Problem:
Transcribe the data. Leave out nothing.

Data for processing:
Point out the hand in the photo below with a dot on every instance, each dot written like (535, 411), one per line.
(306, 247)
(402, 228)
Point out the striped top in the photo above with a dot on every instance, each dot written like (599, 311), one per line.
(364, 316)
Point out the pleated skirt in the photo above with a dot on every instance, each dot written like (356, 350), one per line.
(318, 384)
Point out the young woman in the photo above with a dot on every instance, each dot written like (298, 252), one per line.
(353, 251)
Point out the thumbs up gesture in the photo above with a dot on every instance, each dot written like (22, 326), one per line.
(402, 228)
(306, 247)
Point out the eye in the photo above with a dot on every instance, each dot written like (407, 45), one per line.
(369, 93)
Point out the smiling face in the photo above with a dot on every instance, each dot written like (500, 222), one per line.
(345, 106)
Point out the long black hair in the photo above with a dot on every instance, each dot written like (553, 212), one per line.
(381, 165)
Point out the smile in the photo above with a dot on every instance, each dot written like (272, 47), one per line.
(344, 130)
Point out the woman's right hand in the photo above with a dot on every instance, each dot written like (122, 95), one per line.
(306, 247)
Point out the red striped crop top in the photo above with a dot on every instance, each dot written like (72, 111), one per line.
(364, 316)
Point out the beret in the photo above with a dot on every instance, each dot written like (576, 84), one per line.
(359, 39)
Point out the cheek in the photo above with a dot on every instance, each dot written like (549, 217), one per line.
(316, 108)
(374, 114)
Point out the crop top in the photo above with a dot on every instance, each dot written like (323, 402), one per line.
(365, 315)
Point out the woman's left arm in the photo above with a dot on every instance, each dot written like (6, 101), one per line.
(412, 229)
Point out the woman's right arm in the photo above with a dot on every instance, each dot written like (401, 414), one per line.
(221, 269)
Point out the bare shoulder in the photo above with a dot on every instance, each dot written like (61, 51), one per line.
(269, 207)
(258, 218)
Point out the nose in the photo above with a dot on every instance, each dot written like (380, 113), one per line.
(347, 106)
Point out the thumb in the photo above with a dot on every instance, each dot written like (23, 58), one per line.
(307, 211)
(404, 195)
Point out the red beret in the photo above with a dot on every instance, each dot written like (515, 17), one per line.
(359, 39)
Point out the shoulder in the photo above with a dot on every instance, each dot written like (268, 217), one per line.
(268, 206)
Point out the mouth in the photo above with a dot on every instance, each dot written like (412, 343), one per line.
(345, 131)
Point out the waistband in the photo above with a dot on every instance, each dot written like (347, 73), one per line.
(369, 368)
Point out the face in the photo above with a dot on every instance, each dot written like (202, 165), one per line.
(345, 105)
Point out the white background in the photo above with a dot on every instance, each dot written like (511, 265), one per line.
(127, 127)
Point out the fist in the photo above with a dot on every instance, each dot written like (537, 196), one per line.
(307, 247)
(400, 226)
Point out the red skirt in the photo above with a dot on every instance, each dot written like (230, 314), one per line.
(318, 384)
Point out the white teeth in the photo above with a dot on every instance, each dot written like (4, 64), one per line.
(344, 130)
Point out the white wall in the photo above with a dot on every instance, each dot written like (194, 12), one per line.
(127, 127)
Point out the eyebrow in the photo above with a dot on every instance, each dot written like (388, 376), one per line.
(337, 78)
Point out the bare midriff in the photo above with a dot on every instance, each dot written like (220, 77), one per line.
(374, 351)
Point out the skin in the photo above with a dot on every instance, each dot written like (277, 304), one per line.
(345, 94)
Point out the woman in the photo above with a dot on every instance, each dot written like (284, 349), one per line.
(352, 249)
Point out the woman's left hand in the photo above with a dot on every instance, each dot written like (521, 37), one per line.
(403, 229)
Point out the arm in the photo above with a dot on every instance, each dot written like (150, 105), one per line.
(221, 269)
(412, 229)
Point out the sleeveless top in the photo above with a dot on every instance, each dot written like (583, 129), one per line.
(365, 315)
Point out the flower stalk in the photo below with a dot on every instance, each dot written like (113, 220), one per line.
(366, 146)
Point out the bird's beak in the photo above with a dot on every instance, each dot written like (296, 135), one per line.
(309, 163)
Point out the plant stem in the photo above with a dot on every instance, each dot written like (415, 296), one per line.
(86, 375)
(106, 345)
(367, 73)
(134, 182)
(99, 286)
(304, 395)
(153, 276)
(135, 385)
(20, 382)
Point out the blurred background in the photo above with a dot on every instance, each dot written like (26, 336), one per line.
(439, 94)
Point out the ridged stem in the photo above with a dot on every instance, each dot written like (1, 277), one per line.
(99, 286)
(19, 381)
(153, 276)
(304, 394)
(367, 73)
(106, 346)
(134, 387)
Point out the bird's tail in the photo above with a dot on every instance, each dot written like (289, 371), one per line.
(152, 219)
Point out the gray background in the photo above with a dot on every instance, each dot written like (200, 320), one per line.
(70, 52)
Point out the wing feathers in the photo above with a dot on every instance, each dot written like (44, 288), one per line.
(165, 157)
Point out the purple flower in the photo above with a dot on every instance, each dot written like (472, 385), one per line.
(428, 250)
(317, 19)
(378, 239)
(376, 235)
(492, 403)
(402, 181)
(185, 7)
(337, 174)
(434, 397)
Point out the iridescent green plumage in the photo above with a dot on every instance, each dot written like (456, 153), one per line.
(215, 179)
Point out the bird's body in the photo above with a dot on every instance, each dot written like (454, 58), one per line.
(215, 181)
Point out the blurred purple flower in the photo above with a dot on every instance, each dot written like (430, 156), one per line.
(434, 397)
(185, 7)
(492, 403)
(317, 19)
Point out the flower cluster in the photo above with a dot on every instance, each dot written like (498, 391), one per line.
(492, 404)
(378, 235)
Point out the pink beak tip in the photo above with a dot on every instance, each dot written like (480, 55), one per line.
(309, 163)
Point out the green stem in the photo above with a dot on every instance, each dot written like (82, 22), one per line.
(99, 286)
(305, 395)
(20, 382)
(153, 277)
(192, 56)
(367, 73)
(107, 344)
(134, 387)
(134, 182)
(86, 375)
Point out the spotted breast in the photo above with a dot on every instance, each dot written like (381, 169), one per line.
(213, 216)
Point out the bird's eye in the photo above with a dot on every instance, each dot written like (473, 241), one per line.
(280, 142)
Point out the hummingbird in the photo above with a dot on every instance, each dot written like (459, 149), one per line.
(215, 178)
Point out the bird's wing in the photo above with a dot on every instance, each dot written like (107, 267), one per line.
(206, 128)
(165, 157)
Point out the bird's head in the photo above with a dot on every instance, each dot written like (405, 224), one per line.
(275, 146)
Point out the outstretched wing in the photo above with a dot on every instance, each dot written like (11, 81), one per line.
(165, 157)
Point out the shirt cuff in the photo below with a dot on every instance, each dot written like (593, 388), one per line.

Response:
Point out the hand in the photo below with a dot on every instance, each dot written like (535, 411), one per line.
(306, 247)
(402, 228)
Point out the striped top in the photo above with a dot on every instance, each dot written like (599, 311), one per line.
(364, 316)
Point out the pleated skirt in the photo above with a dot on every instance, each dot written like (356, 350), one per line.
(318, 384)
Point out the young woman in the photo above with a dot on every instance, each dot written like (298, 252), one per line.
(353, 251)
Point out the thumbs up gesture in the photo above with a dot on every instance, each dot written like (22, 326), one per line.
(402, 228)
(306, 247)
Point out the eye in the photo above with a dot on every instance, each dot written like (407, 45), one per line.
(369, 93)
Point out the smiling face in the photo above with a dot on every instance, each dot written like (500, 222), one per line.
(345, 106)
Point out the long black hair in the photo above with a dot on every instance, each dot written like (553, 212), one per line.
(381, 165)
Point out the smile in the photo above with a dot on every instance, each dot written like (272, 47), one per line.
(344, 130)
Point out the woman's right hand in the photo above with a dot on every instance, each dot written like (122, 95), one per line.
(306, 247)
Point out the red striped crop top in the photo above with a dot on every instance, each dot written like (72, 111), one per line.
(364, 316)
Point out the beret in the photo above with a dot on every instance, each dot written like (576, 84), one per line.
(359, 39)
Point out the cheek in the photo above with a dot on every instance, each dot written like (549, 217), one per line.
(316, 108)
(374, 114)
Point out the crop top in the photo above with a dot on every instance, each dot written like (323, 402), one per line.
(365, 315)
Point out the woman's left arm in the photo above with a dot on every instance, each dot written like (6, 101), one per line.
(412, 229)
Point out the woman's right arm in the photo above with a dot on every instance, each dot written like (401, 414), one per line.
(221, 269)
Point out the bare shoulder in the photo above with a dot on every instance, each dot written like (61, 51), one per line.
(269, 207)
(258, 218)
Point out the nose in the photo above with a dot on every instance, each dot written like (380, 113), one per line.
(347, 106)
Point out the thumb in the photo above with a dot on every instance, each dot written like (23, 58), one per line.
(307, 211)
(404, 195)
Point out the red beret in the photo above with a dot on every instance, each dot written like (515, 17), one per line.
(359, 39)
Point out the shoulder in the photo above with a dot on every instance, each dot written like (268, 217), one per line.
(268, 206)
Point out the mouth in the photo above with a dot on every instance, each dot written like (412, 343), one per line.
(345, 131)
Point out the waistband in the photo above with a dot on every instance, each dot written like (347, 73), one per line.
(369, 368)
Point out the face in the photo above with a dot on every instance, each dot written like (202, 165), one per line.
(345, 105)
Point out the white background in the photo above with a dot on every instance, each dot written like (511, 265), one per line.
(127, 127)
Point out the fist in the photo above with a dot on every instance, each dot written like (537, 196), one per line.
(307, 247)
(400, 226)
Point out the red skirt in the photo above with a dot on every instance, each dot written like (230, 314), one per line.
(318, 384)
Point out the white teeth in the photo above with a dot on every instance, each dot written like (4, 64), one per line.
(344, 130)
Point out the white wall in the photo above with a dot on every instance, each dot written like (194, 12), one per line.
(127, 127)
Point out the eyebrow in the photo above with a dot on every instance, each dot written like (388, 376), one per line.
(337, 78)
Point out the bare midriff in the photo above with a dot on every instance, each dot written like (220, 77), one per line.
(374, 351)
Point out the skin in the photo above with a dot on every instance, each dot written like (277, 304), one per line.
(345, 94)
Point out the woman in the photo above with a dot on every instance, each dot written like (284, 349), one per line.
(352, 249)
Point out the woman's left hand in the photo above with a dot on every instance, each dot written like (521, 37), one per line.
(403, 229)
Point out the arm in the photo above with a dot on every instance, each dot written like (150, 105), one per line.
(221, 269)
(412, 229)
Point out the sleeveless top in the photo above with a dot on every instance, each dot written like (583, 129), one per line.
(365, 315)
Point out the flower stalk in the photo below with a dot on every instance, each dot written like (113, 220), one per line.
(366, 146)
Point out the bird's beak in the photo above with a dot on every instance, each dot written like (296, 135), one per line.
(309, 163)
Point out the plant stem in the photo above with a dot on every instance, each dot written like (415, 296), one per line.
(86, 375)
(106, 345)
(367, 73)
(134, 182)
(99, 286)
(304, 395)
(153, 276)
(135, 385)
(20, 382)
Point out the blurred background in the photo above with a dot on every instance, each dot written like (26, 336), one per line.
(439, 94)
Point out the ridged stem in the photo above with a dot on every instance, each dot written like (1, 277), one per line.
(99, 286)
(19, 381)
(153, 276)
(304, 394)
(367, 73)
(106, 346)
(134, 387)
Point out the bird's tail in the photo above with a dot on every instance, each dot written like (289, 371), one per line.
(152, 219)
Point out the gray background in the photo above with a dot on every instance, each dot written like (200, 320), one per line.
(70, 52)
Point out the wing feathers in the photo above with a dot on every instance, each dot written like (44, 288), one per line.
(165, 157)
Point out the purple flower in the photo above with a dot on every instance, each dot written like (472, 385), one per line.
(428, 250)
(317, 19)
(378, 239)
(376, 235)
(492, 403)
(402, 181)
(185, 7)
(337, 174)
(434, 397)
Point out the iridescent green plumage in the photo above with a dot on every instance, each dot written like (456, 153), one per line.
(215, 179)
Point out the bird's body in the photo above with a dot on every instance, each dot written like (454, 58), one per line.
(215, 181)
Point out the blurred purple flower in the photo above with a dot on every instance, each dot written like (430, 156), one per line.
(434, 397)
(185, 7)
(492, 403)
(317, 19)
Point out the flower cluster in the photo above with a dot on every instance, each dot written like (498, 391), one per line.
(492, 404)
(378, 235)
Point out the pink beak tip in the photo above with a dot on every instance, each dot written like (480, 55), one per line.
(309, 163)
Point out the green stem in the photo above with a dot on every instance, each dot written like (82, 22), one per line.
(99, 286)
(305, 395)
(20, 382)
(153, 277)
(192, 56)
(367, 73)
(107, 344)
(134, 387)
(134, 182)
(86, 375)
Point out the spotted breast in the photo above with a dot on every instance, each dot written like (381, 169), one per line.
(213, 216)
Point out the bird's eye in the photo above with a dot on every instance, each dot written like (473, 241), one per line.
(280, 142)
Point out the hummingbird in the photo above with a dot on every instance, each dot written like (459, 149), one per line.
(215, 178)
Point out the bird's wing in the photo above with a dot on every instance, each dot written like (107, 267), one per line.
(206, 128)
(165, 157)
Point out the bird's head in the photo above with a dot on every instance, each dot written like (405, 224), one per line.
(275, 146)
Point out the outstretched wing in the photo above with a dot on every instance, each dot written like (11, 81), one per line.
(165, 157)
Point out the shirt cuff in the photo below with a dot on every instance, each dot written like (593, 388), one per line.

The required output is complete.